Can you update the material below so that "location" becomes "point", with everything else unchanged and the pictures left out?
============================================================
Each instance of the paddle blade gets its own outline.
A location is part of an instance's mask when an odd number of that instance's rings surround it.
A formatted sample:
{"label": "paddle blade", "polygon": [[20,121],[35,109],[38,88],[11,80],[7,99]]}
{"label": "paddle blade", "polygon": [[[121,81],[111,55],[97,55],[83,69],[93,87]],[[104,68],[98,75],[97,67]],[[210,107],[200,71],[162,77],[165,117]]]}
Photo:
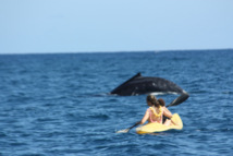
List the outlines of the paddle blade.
{"label": "paddle blade", "polygon": [[175,98],[170,105],[168,105],[167,107],[170,106],[176,106],[182,104],[183,101],[185,101],[187,98],[189,97],[189,95],[187,93],[183,93],[181,96],[179,96],[177,98]]}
============================================================
_Completed task_
Each instance of the paddle blade gets its own outline.
A point is part of an instance's mask when an odd number of that instance's rings surround it.
A formatted sample:
{"label": "paddle blade", "polygon": [[20,121],[35,109],[38,88],[11,80],[7,99]]}
{"label": "paddle blade", "polygon": [[[121,81],[111,55],[97,55],[83,69],[93,87]],[[104,68],[98,75],[97,67]],[[210,107],[200,71],[162,77],[165,117]]]}
Photo:
List the outlines of the paddle blade.
{"label": "paddle blade", "polygon": [[175,98],[170,105],[168,105],[167,107],[170,106],[176,106],[182,104],[183,101],[185,101],[187,98],[189,97],[189,95],[187,93],[183,93],[181,96],[179,96],[177,98]]}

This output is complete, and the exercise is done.